President Vladimir Putin deeply offended me last month.

On June 19, the Federal Communications Agency suggested that the Pyatnitsa television channel stop airing its “Vacation in Mexico” reality show. To give you an idea of the intellectual value of this show, in a recent episode a young woman was given 300,000 rubles ($9,000) for stripping naked in a public square.

On June 27, the show was cancelled. That same evening, a few of the program’s supporters staged a picket line outside the TV channel’s offices. After that, the channel’s management announced that the show would be reinstated, but now without bad language, sex or drinking. The Federal Communications Agency, the country’s media regulator, agreed.

It was a fitting symbol of the conservative reformation that has swept the country. The changes started after the State Duma elections in 2011 that then-President Dmitry Medvedev referred to as the “cleanest” in Russia’s history. In other words, they best represented the will of the majority.

This reformation includes President Vladimir Putin’s call for reindustrialization, his focus on social spending, the ban on Duma deputies and officials holding overseas accounts, laws to protect against offending religious feelings and the bans on homosexual propaganda and bad language in the media. Some of this conservative reformation has been rational, while other parts have been odious or obscurantist. But taken together, it is all a protest against a perverse liberal ideology that justifies conspicuous consumption and gaining wealth by any means possible.

The authorities seem to make concessions to public opinion, while at the same time committing defiantly ultra-liberal, anti-social behavior.

For example, Putin talks about the new industrialization, but then he appoints Alexei Ulyukayev, an associate of Yegor Gaidar and Anatoly Chubais, as the new economic development minister. In other words, he appoints the very person who was directly responsible for the country’s de-industrialization. Or else Duma speaker Sergei Naryshkin constantly repeats “Russia should not repent for Soviet history,” even while the press leaks information about the authorities’ intention to transfer the ashes of Soviet-era historical figures from Red Square to a new memorial cemetery in Mytishchi, just outside Moscow. This move is very much in the spirit of the liberals’ pathological desire to eliminate memory of the Soviet era, which was both great and tragic at the same time.

--*--

**WORK TO DO**
Transcribe the stretch of the column on Russia's conservative reformation from "This reformation includes" through "any means possible.".

**SUPPLIED INFORMATION**

--*--

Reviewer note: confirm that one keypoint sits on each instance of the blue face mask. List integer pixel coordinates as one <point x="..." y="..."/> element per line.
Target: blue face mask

--*--

**ANSWER TO THE TASK**
This reformation includes President Vladimir Putin’s call for reindustrialization, his focus on social spending, the ban on Duma deputies and officials holding overseas accounts, laws to protect against offending religious feelings and the bans on homosexual propaganda and bad language in the media. Some of this conservative reformation has been rational, while other parts have been odious or obscurantist. But taken together, it is all a protest against a perverse liberal ideology that justifies conspicuous consumption and gaining wealth by any means possible.